| Your tasks |
**a.** In the discussion about writers and readers, what does Andreya write for the money?
**b.** Summarize the discussion about writers and readers in two sentences.
**c.** Carry on the discussion about writers and readers from the point where it ends.

| Source |
━━━━━━━━━━━━━━━━━━━━

Its not about the reader for many, many writers.  When you read their books, you are coming to their world.  You are free to hate that world. You are free to love it.  But that world was not created for you or with you in mind. To the writer, the people in those books are as real as they people they knew in highschool. They are more real than 99.9% of readers will ever be.

Some writers do “write for the money”.  I write technical training material for the money.  Books and scripts I write for the same reason I breathe. I have to.

Its 4:16 so I’m punchy. Sorry if I sound cross.  I’m not.  I’m just emphatic. Its actually more interesting to read books (IMHO) when they are the best work a writer can do undiluted with any fear of what a reader might think.

Lani said on 05.18.06 at 01:59 PM

Andreya wrote:

Its 4:16 so I’m punchy. Sorry if I sound cross.  I’m not.  I’m just emphatic. Its actually more interesting to read books (IMHO) when they are the best work a writer can do undiluted with any fear of what a reader might think.

No problem, punkin. You have to work really hard to offend me. And disagreement is fun for me. It makes me either back up my argument or shut up. It helps me hone what I really think about things. It’s all good.

That said, I do believe that writers need readers to complete the process. One or many, it doesn’t matter. But the reader needs to finish it. That’s just how I see it. If you see it differently, that’s cool.

And sure, Anne Rice came to the page to talk about things that have nothing to do with her readers. So do I. I don’t come to the page thinking, “What do my readers want me to write?” I come to it thinking, “How can I have the most possible fun with this story?” Then as I write, I try to write to the best of my abilities. If there were weaknesses in earlier books, I try to work on whatever skill I was lacking. But there is a point in the process where, yeah, I consider whether what I’m giving the readers is worthy of them. My goal is to give them the best story I can, because that’s what makes it fun for me, and that’s what they want. It’s a win/win.

And, oh, man, are you ever right about not writing to the market. That’s not what I’m talking about. What I’m talking about is the fact that readers matter, that they are an active part of the whole process, whether we as writers choose to think of them or not. Yes, you have to write what matters to you, write the story you’re called to tell. If you’re writing to story, if you’re doing it right, you can do that and please the readers. They’re not mutually exclusive. S’all I’m saying.

Laura Kinsale said on 05.18.06 at 02:48 PM

“Readers.”

So who is your reader?

That’s one question.  That could be, yourself, your best friend, etc.  That’s fine; it’s not really a problem.  Sure you write to communicate; the words mean something. The craft itself is in how those words communicate.  In that sense, the reader is taken into account, as to the words you choose to convey the setting, characters and story. Otherwise you’d paint or play an instrument to convey this “thing,” this feeling.  But as a writer, you choose words.

Who are your readers?

━━━━━━━━━━━━━━━━━━━━

| Data entries |
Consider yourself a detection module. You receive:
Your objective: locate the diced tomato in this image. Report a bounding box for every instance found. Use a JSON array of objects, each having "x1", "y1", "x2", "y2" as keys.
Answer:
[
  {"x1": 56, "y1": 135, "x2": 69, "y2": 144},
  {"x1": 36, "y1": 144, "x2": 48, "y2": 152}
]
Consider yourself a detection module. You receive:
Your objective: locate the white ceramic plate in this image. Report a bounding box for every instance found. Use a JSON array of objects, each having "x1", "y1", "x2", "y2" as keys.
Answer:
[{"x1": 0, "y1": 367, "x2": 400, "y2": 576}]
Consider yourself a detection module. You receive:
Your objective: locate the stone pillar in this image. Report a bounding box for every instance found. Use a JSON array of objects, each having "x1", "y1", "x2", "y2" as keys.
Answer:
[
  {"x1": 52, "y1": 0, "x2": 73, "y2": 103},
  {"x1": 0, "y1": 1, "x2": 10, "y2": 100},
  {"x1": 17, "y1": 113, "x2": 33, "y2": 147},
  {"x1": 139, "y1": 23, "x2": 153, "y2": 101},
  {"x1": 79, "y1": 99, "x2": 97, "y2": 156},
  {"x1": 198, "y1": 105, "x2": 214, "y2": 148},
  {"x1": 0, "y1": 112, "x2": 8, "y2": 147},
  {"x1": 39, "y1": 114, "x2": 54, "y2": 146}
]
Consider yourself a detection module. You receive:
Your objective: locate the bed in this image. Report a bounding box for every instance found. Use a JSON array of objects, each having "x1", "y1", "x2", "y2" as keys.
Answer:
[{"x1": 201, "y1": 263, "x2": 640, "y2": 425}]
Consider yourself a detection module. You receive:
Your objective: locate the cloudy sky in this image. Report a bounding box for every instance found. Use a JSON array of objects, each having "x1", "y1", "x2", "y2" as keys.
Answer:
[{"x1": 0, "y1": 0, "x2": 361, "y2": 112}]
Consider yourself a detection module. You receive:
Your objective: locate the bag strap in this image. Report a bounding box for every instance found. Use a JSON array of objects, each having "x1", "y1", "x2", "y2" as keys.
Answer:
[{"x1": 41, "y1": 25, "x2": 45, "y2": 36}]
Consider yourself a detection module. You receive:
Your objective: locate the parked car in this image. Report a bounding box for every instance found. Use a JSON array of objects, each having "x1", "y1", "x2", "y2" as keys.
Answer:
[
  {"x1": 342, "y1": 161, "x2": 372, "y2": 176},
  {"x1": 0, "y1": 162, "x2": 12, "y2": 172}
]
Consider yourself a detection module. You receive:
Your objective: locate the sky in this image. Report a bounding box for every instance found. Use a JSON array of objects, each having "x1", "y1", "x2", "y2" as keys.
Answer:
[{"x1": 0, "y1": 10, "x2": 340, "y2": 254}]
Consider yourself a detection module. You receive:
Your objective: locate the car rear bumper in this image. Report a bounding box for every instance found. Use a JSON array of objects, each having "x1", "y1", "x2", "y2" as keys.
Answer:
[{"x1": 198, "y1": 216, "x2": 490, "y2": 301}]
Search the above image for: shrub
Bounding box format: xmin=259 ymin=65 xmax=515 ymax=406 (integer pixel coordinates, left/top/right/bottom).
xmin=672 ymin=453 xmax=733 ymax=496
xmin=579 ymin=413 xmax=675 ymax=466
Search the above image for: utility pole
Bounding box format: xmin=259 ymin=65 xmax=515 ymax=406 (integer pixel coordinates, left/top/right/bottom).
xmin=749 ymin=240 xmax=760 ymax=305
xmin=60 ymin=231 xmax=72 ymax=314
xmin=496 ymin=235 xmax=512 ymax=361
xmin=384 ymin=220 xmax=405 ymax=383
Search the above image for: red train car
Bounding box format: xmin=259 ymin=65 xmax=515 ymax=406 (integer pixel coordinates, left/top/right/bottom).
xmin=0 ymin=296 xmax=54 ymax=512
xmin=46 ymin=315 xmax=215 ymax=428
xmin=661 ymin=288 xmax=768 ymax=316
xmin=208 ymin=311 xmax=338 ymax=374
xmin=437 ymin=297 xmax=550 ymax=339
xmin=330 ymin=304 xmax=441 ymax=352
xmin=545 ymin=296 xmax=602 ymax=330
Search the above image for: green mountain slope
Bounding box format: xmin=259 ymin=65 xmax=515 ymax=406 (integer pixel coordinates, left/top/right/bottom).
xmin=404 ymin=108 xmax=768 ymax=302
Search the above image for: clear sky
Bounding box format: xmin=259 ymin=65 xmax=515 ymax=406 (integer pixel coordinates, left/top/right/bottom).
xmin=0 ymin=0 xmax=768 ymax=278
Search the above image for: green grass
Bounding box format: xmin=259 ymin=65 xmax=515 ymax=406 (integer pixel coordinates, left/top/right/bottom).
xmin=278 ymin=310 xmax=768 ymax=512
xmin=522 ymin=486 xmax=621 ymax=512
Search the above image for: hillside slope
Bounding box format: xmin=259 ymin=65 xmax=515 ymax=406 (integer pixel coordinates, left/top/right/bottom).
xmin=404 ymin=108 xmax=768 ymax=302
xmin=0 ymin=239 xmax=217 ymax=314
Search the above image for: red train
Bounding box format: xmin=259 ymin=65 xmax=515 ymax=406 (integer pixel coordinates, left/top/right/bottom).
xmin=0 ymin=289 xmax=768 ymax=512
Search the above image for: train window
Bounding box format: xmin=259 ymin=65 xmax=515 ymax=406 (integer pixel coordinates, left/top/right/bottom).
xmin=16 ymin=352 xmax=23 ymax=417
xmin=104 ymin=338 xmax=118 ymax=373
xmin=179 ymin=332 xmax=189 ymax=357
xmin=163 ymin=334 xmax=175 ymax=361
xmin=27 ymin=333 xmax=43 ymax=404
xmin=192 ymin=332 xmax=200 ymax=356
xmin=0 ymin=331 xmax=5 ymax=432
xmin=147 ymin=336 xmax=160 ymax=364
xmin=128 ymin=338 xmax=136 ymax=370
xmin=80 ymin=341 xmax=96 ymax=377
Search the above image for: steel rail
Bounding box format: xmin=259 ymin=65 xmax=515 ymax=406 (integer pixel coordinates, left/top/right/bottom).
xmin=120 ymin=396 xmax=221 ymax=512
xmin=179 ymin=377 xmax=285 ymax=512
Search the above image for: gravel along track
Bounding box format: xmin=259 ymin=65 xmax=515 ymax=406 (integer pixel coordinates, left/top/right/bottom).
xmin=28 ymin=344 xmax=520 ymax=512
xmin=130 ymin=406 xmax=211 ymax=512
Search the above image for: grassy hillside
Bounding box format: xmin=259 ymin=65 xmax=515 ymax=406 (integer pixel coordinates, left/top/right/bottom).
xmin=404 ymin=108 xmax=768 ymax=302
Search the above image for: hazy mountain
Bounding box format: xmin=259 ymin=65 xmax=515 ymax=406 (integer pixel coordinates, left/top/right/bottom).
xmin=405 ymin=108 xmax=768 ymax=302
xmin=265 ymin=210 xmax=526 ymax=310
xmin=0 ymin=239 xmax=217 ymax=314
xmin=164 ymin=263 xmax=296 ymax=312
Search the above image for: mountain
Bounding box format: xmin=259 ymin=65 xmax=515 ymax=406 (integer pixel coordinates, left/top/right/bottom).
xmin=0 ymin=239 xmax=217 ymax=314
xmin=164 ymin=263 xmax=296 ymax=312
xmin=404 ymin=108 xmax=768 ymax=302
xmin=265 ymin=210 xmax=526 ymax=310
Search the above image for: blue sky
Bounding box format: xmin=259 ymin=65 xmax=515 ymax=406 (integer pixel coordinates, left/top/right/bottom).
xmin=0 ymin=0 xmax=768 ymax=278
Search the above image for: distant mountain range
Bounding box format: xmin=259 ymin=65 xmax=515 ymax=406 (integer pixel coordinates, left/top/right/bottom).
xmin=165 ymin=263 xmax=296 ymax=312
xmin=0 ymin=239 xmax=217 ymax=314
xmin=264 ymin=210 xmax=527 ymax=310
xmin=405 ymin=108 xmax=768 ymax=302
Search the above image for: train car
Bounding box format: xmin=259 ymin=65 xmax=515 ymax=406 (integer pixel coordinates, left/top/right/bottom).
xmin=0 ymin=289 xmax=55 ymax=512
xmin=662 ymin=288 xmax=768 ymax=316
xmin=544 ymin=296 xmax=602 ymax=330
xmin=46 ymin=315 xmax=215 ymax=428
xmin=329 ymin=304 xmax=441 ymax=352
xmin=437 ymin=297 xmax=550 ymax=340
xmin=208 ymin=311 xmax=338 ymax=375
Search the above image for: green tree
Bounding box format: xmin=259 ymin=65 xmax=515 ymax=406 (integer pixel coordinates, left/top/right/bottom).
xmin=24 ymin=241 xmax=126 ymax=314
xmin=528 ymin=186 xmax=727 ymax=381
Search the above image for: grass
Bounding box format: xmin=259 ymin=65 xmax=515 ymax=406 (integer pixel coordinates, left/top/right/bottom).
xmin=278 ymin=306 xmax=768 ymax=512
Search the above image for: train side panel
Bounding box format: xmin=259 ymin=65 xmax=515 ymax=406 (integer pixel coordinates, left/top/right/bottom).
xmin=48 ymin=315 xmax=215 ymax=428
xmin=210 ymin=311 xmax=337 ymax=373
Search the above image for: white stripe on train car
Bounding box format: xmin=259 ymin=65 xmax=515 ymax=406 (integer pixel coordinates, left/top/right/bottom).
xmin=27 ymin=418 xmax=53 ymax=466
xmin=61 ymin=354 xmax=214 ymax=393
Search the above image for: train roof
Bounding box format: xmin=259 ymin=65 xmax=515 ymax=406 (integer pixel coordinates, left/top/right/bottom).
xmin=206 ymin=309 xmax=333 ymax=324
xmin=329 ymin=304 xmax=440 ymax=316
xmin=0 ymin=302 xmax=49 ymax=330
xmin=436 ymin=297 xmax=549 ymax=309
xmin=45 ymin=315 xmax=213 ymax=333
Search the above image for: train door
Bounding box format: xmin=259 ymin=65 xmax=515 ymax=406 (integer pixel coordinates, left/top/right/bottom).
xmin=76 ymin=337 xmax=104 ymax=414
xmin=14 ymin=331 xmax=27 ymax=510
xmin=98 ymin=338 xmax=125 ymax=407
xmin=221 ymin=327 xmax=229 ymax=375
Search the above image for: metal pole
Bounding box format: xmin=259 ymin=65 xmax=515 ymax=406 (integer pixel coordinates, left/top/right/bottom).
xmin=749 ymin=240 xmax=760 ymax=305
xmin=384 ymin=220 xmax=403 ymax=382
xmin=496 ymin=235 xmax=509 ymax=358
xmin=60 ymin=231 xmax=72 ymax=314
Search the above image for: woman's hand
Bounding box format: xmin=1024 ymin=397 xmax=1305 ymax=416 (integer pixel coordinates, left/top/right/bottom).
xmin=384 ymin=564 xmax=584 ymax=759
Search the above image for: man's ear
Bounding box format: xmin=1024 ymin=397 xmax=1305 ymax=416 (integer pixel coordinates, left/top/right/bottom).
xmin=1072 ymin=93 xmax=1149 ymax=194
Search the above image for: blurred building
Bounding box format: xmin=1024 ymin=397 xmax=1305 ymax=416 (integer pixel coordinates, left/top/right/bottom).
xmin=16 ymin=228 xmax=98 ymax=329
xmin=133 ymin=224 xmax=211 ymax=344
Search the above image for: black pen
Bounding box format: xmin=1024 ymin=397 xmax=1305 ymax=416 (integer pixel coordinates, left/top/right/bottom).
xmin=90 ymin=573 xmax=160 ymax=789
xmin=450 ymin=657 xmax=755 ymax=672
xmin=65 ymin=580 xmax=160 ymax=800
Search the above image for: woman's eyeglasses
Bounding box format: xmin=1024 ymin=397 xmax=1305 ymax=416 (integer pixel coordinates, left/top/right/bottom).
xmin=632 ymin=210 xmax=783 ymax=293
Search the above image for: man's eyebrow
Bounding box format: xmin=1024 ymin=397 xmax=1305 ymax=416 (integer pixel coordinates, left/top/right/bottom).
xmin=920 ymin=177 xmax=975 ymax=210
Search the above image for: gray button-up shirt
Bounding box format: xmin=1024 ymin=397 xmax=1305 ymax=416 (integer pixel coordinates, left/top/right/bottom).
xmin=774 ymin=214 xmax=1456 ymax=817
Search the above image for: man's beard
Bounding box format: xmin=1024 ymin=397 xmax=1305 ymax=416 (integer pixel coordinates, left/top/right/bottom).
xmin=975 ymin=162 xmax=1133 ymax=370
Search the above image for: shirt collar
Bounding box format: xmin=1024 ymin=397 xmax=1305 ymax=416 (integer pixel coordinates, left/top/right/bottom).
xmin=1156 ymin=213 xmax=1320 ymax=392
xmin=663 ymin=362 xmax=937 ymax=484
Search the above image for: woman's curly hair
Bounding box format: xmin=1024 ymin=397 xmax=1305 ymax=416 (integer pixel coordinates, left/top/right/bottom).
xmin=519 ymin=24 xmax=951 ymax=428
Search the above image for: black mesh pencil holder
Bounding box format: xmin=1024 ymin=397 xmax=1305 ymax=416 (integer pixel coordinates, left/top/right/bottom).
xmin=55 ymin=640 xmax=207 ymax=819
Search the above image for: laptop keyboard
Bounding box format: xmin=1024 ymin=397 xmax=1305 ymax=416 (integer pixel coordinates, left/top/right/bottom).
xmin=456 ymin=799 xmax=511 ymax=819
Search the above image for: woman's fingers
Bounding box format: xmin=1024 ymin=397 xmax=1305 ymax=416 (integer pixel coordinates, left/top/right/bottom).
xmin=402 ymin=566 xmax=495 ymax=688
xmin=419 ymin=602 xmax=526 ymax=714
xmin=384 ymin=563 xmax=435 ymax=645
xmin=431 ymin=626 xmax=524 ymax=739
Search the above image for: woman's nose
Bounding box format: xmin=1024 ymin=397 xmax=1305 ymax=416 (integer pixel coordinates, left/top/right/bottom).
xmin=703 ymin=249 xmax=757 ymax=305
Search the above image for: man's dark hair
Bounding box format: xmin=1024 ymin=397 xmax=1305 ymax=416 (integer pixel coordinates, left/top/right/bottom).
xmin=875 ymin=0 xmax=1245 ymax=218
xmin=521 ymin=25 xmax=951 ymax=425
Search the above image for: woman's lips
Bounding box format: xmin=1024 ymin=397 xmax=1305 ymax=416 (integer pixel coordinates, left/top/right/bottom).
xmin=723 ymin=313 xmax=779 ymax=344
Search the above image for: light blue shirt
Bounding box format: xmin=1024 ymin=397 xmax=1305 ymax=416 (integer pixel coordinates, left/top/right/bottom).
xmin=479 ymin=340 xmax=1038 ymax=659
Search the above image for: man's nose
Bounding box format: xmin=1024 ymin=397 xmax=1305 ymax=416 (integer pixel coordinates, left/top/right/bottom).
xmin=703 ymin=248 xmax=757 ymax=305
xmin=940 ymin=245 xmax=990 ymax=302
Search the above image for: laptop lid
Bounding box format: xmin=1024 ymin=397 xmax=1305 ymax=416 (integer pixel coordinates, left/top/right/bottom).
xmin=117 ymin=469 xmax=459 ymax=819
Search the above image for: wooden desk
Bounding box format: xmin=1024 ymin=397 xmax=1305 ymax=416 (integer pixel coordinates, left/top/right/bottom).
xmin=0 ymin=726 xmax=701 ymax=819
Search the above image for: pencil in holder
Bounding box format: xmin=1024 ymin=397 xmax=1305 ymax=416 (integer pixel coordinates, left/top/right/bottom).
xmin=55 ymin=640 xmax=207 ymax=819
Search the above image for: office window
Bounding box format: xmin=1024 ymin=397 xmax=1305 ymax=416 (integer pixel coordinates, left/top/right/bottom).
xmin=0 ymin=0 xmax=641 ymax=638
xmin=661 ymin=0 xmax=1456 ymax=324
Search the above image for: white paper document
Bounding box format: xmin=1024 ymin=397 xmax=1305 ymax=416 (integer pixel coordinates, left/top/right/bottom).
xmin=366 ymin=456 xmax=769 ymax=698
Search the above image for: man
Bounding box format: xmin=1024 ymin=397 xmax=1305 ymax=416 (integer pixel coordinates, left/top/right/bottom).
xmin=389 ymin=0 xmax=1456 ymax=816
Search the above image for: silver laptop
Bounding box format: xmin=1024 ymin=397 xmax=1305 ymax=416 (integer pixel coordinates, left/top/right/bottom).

━━━━━━━━━━━━━━━━━━━━

| Results for each task |
**a.** Technical training material.

**b.** Andreya argues that many writers create their worlds without readers in mind and write books out of necessity rather than for money. Lani answers that readers complete the process and that writing the story that matters to you and pleasing readers are not mutually exclusive, while Laura Kinsale asks who a writer's reader is and says the craft lies in how the chosen words communicate.

**c.**
In the plural.  Now we are into a wholly different mechanic.  Who are these “readers?”  There are way too many of them to possibly please them all, or even communicate with; that’s just common sense.  So which ones do you target your story to?  Romance readers?  What if your story is about an erotic romantic threesome, and romance readers “don’t like” threesomes?  (As I’m told over on AAR.) Or rather, many do, and many don’t.  Then how do you move your story?  Do you sit there writing and worrying about the ones who won’t like it?  Do you piss about the awards you’ll never win because “some” readers won’t like your stuff?  That you’ll never be “a success” because you know you aren’t writing to market?  But what if the next big market IS for threesomes, but nobody knows it yet?  The only way that market ever happens is because some writer somewhere said THE HELL WITH READERS AND WHAT THEY LIKE, -this- is the book I am going to write.

And they write an erotic romance about a threesome, and they write it so well and so brilliantly that it just blows “the market” away. 

That’s why it’s not about readers. That’s why it’s not a service industry.  That’s why it is an art.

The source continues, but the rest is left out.